• _Teks Artikel_:
§

Harga Batu Bara Meroket Indikator Ekonomi Global Pulih, Benarkah?
- ANTARA/MTohamaksun.
VIVA – Pengamat Ekonomi Energi dari Universitas Gajah Mada (UGM), Fahmi Radi mengatakan, kenaikan harga batu bara melebihi US$100 per Metrik Ton (MT) sebagaimana yang terjadi saat ini, diakuinya memang agak di luar dugaan.
Dia pun memperkirakan bahwa kenaikan harga batu bara itu antara lain disebabkan oleh mulai beroperasinya perusahaan-perusahaan atau industri, yang menggunakan batu bara dan mulai beroperasi kembali setelah gelombang pandemi COVID-19.
"Saya kira secara global kenaikan harga batu bara ini bisa menjadi satu indikator pemulihan ekonomi di pasar global," kata Fahmi saat dihubungi VIVA, dikutip Sabtu 11 September 2021.
Baca juga:Â Jadi Menhan, Kekayaan Prabowo Subianto Naik Rp77 Miliar
Fahmi menambahkan, sampai saat ini diketahui bahwa banyak negara industri yang masih menggunakan batu bara sebagai bahan baku atau bahan penolong, dari sejumlah industri yang mereka miliki.

§

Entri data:

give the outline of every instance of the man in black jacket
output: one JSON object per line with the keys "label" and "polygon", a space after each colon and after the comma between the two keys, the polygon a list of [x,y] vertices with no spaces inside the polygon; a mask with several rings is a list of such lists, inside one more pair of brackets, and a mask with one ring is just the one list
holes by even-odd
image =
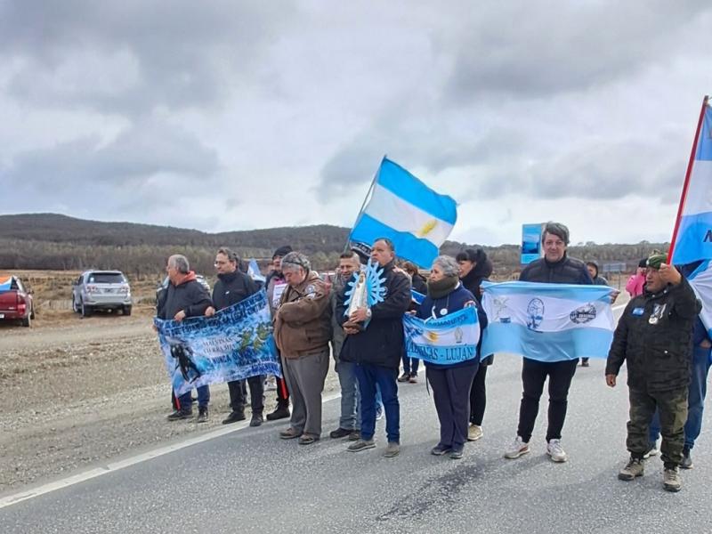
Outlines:
{"label": "man in black jacket", "polygon": [[[344,315],[345,291],[341,295],[336,314],[346,334],[340,358],[356,363],[356,376],[360,392],[361,439],[349,446],[358,452],[376,447],[376,385],[381,390],[385,409],[385,432],[388,446],[385,456],[400,451],[400,405],[398,402],[398,368],[403,347],[403,314],[410,305],[410,280],[395,267],[395,250],[390,239],[379,239],[373,244],[371,260],[383,267],[385,279],[381,290],[384,301],[370,309],[359,308]],[[370,319],[368,326],[362,325]]]}
{"label": "man in black jacket", "polygon": [[[227,247],[223,247],[215,255],[215,270],[217,271],[217,282],[213,287],[213,304],[206,310],[206,315],[214,315],[215,310],[237,304],[248,296],[257,293],[257,285],[253,279],[242,272],[238,266],[239,257]],[[263,410],[264,409],[264,376],[257,375],[247,378],[250,385],[250,407],[252,419],[250,426],[259,426],[263,424]],[[232,411],[222,420],[222,425],[229,425],[245,419],[245,380],[232,380],[228,382],[230,391],[230,406]]]}
{"label": "man in black jacket", "polygon": [[[550,284],[592,284],[591,275],[583,262],[566,255],[569,229],[560,222],[547,222],[541,240],[544,257],[527,265],[519,277],[522,282]],[[549,377],[549,425],[546,429],[546,454],[554,462],[565,462],[561,445],[562,429],[566,419],[569,387],[578,360],[538,361],[524,358],[522,365],[523,393],[519,409],[517,437],[505,452],[506,458],[517,458],[529,452],[529,441],[539,411],[544,383]]]}
{"label": "man in black jacket", "polygon": [[679,491],[684,424],[692,352],[692,327],[701,305],[692,288],[665,255],[648,259],[643,295],[630,300],[620,317],[606,362],[606,384],[616,385],[623,361],[628,371],[630,420],[626,445],[628,464],[622,481],[643,475],[649,449],[648,427],[658,409],[665,465],[663,487]]}
{"label": "man in black jacket", "polygon": [[[168,258],[166,266],[170,283],[166,289],[166,297],[158,303],[158,319],[182,321],[187,317],[203,315],[213,303],[207,290],[196,279],[190,271],[188,259],[176,254]],[[198,423],[207,421],[207,404],[210,401],[210,388],[201,385],[198,388]],[[190,392],[175,399],[176,409],[168,416],[169,421],[186,419],[192,415]]]}

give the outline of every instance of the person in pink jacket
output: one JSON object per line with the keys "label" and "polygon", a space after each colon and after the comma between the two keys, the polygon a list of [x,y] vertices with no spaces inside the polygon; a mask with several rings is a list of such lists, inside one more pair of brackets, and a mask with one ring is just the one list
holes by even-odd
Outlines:
{"label": "person in pink jacket", "polygon": [[635,274],[628,279],[626,283],[626,291],[630,295],[630,298],[643,295],[643,287],[645,285],[645,262],[647,260],[641,260],[638,263],[638,268]]}

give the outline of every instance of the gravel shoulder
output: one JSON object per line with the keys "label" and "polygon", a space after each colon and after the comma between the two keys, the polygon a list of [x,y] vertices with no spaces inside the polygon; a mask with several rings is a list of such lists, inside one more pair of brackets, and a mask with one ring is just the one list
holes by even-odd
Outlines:
{"label": "gravel shoulder", "polygon": [[[337,388],[330,371],[324,392]],[[0,494],[204,433],[230,411],[215,384],[208,423],[166,420],[170,383],[148,313],[0,325]],[[266,392],[266,410],[274,401]]]}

§

• _Tugas_:
Salin ulang seluruh artikel tentang kenaikan harga batu bara tanpa mengubah apa pun. Data tersebut merupakan bahan yang terpisah dari artikel.

• _Jawaban_:
Harga Batu Bara Meroket Indikator Ekonomi Global Pulih, Benarkah?
- ANTARA/MTohamaksun.
VIVA – Pengamat Ekonomi Energi dari Universitas Gajah Mada (UGM), Fahmi Radi mengatakan, kenaikan harga batu bara melebihi US$100 per Metrik Ton (MT) sebagaimana yang terjadi saat ini, diakuinya memang agak di luar dugaan.
Dia pun memperkirakan bahwa kenaikan harga batu bara itu antara lain disebabkan oleh mulai beroperasinya perusahaan-perusahaan atau industri, yang menggunakan batu bara dan mulai beroperasi kembali setelah gelombang pandemi COVID-19.
"Saya kira secara global kenaikan harga batu bara ini bisa menjadi satu indikator pemulihan ekonomi di pasar global," kata Fahmi saat dihubungi VIVA, dikutip Sabtu 11 September 2021.
Baca juga:Â Jadi Menhan, Kekayaan Prabowo Subianto Naik Rp77 Miliar
Fahmi menambahkan, sampai saat ini diketahui bahwa banyak negara industri yang masih menggunakan batu bara sebagai bahan baku atau bahan penolong, dari sejumlah industri yang mereka miliki.